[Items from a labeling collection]
+-------+
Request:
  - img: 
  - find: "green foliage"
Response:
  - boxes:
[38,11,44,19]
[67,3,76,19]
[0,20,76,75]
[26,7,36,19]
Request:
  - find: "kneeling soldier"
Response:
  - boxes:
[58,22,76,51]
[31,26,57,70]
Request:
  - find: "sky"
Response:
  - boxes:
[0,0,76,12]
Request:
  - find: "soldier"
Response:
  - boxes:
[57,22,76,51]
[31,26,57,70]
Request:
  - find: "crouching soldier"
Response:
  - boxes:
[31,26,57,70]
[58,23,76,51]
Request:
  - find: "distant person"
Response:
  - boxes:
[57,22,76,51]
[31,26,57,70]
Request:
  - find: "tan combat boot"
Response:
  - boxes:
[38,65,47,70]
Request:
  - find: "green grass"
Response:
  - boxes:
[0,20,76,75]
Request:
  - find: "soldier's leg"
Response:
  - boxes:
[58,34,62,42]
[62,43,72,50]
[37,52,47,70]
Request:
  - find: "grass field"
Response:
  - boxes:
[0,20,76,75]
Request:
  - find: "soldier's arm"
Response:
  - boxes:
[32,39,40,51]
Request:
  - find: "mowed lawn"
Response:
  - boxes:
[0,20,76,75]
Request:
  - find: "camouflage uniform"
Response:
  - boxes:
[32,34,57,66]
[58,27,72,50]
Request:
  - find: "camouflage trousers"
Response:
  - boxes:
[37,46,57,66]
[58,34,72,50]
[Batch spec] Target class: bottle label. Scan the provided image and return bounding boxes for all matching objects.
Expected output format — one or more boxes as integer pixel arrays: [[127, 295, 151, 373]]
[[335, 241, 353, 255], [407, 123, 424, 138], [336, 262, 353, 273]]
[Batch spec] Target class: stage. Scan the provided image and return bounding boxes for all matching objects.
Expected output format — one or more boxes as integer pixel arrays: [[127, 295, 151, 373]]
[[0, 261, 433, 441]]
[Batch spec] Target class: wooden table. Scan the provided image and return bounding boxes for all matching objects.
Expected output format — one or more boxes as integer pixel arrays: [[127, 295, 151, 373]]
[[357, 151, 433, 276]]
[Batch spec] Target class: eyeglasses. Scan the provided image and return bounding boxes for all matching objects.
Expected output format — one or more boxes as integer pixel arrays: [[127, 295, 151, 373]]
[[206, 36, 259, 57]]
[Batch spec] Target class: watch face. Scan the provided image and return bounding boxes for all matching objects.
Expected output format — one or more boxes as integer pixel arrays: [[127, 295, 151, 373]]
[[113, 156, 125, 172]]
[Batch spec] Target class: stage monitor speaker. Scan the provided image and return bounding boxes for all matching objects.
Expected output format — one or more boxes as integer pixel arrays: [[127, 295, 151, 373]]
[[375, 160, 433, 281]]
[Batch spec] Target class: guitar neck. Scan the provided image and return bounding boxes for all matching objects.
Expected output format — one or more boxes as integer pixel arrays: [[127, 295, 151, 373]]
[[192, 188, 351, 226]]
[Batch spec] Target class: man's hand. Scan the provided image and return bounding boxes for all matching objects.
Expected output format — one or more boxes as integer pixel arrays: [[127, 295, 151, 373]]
+-------+
# WHAT IS REQUIRED
Rewrite all the entries as a Markdown table with the columns Row and Line, numbering each nonblank line in order and omitting blank lines.

# EXERCISE SOLUTION
| Row | Line |
|---|---|
| 1 | Request: |
| 2 |   - img:  |
| 3 |   - find: "green foliage" |
| 4 | Response: |
| 5 |   - boxes: |
| 6 | [38,11,44,19] |
| 7 | [67,3,76,19] |
| 8 | [0,20,76,75] |
| 9 | [26,7,36,19] |
| 10 | Request: |
| 11 |   - find: "kneeling soldier" |
| 12 | Response: |
| 13 |   - boxes: |
| 14 | [58,22,76,51] |
| 15 | [31,26,57,70] |
| 16 | Request: |
| 17 |   - find: "sky" |
| 18 | Response: |
| 19 |   - boxes: |
| 20 | [0,0,76,12] |
| 21 | Request: |
| 22 |   - find: "soldier" |
| 23 | Response: |
| 24 |   - boxes: |
| 25 | [57,22,76,51] |
| 26 | [31,26,57,70] |
| 27 | Request: |
| 28 |   - find: "crouching soldier" |
| 29 | Response: |
| 30 |   - boxes: |
| 31 | [31,26,57,70] |
| 32 | [58,23,76,51] |
| 33 | Request: |
| 34 |   - find: "distant person" |
| 35 | Response: |
| 36 |   - boxes: |
| 37 | [57,22,76,51] |
| 38 | [31,26,57,70] |
| 39 | Request: |
| 40 |   - find: "tan combat boot" |
| 41 | Response: |
| 42 |   - boxes: |
| 43 | [38,65,47,70] |
| 44 | Request: |
| 45 |   - find: "green grass" |
| 46 | Response: |
| 47 |   - boxes: |
| 48 | [0,20,76,75] |
| 49 | Request: |
| 50 |   - find: "soldier's leg" |
| 51 | Response: |
| 52 |   - boxes: |
| 53 | [58,34,62,42] |
| 54 | [62,43,72,50] |
| 55 | [37,52,47,70] |
| 56 | Request: |
| 57 |   - find: "grass field" |
| 58 | Response: |
| 59 |   - boxes: |
| 60 | [0,20,76,75] |
| 61 | Request: |
| 62 |   - find: "soldier's arm" |
| 63 | Response: |
| 64 |   - boxes: |
| 65 | [32,39,40,51] |
| 66 | Request: |
| 67 |   - find: "mowed lawn" |
| 68 | Response: |
| 69 |   - boxes: |
| 70 | [0,20,76,75] |
| 71 | Request: |
| 72 |   - find: "camouflage uniform" |
| 73 | Response: |
| 74 |   - boxes: |
| 75 | [32,34,57,66] |
| 76 | [58,27,72,50] |
| 77 | Request: |
| 78 |   - find: "camouflage trousers" |
| 79 | Response: |
| 80 |   - boxes: |
| 81 | [37,46,57,66] |
| 82 | [58,34,72,50] |
| 83 | [Batch spec] Target class: bottle label. Scan the provided image and return bounding boxes for all matching objects. |
| 84 | Expected output format — one or more boxes as integer pixel arrays: [[127, 295, 151, 373]] |
| 85 | [[335, 241, 353, 255], [407, 123, 424, 138], [336, 262, 353, 273]] |
| 86 | [Batch spec] Target class: stage. Scan the provided image and return bounding boxes for all matching objects. |
| 87 | Expected output format — one or more boxes as integer pixel arrays: [[127, 295, 151, 373]] |
| 88 | [[0, 261, 433, 441]] |
| 89 | [Batch spec] Target class: wooden table. Scan the provided image and return bounding boxes for all matching objects. |
| 90 | Expected output format — one or more boxes as integer pixel arrays: [[127, 295, 151, 373]] |
| 91 | [[357, 151, 433, 276]] |
| 92 | [Batch spec] Target class: eyeglasses. Scan the provided image and return bounding boxes for all matching objects. |
| 93 | Expected output format — one or more boxes as integer pixel arrays: [[127, 295, 151, 373]] |
| 94 | [[206, 36, 259, 57]] |
| 95 | [Batch spec] Target class: watch face. Scan the provided image and return bounding boxes for all matching objects. |
| 96 | Expected output format — one or more boxes as integer pixel arrays: [[127, 295, 151, 373]] |
| 97 | [[113, 156, 125, 172]] |
| 98 | [Batch spec] Target class: stage monitor speaker. Scan the provided image and return bounding boxes for all matching objects. |
| 99 | Expected output format — one or more boxes as integer pixel arrays: [[127, 295, 151, 373]] |
| 100 | [[375, 160, 433, 281]] |
| 101 | [Batch spec] Target class: guitar neck. Scan the provided image and return bounding boxes for all matching objects. |
| 102 | Expected output format — one or more boxes as integer pixel arrays: [[127, 295, 151, 373]] |
| 103 | [[192, 188, 351, 226]] |
| 104 | [Batch spec] Target class: man's hand. Scan the provided image and return bounding boxes for all matching objects. |
| 105 | Expected output format — one or more boxes as integer pixel arrays: [[127, 295, 151, 373]] |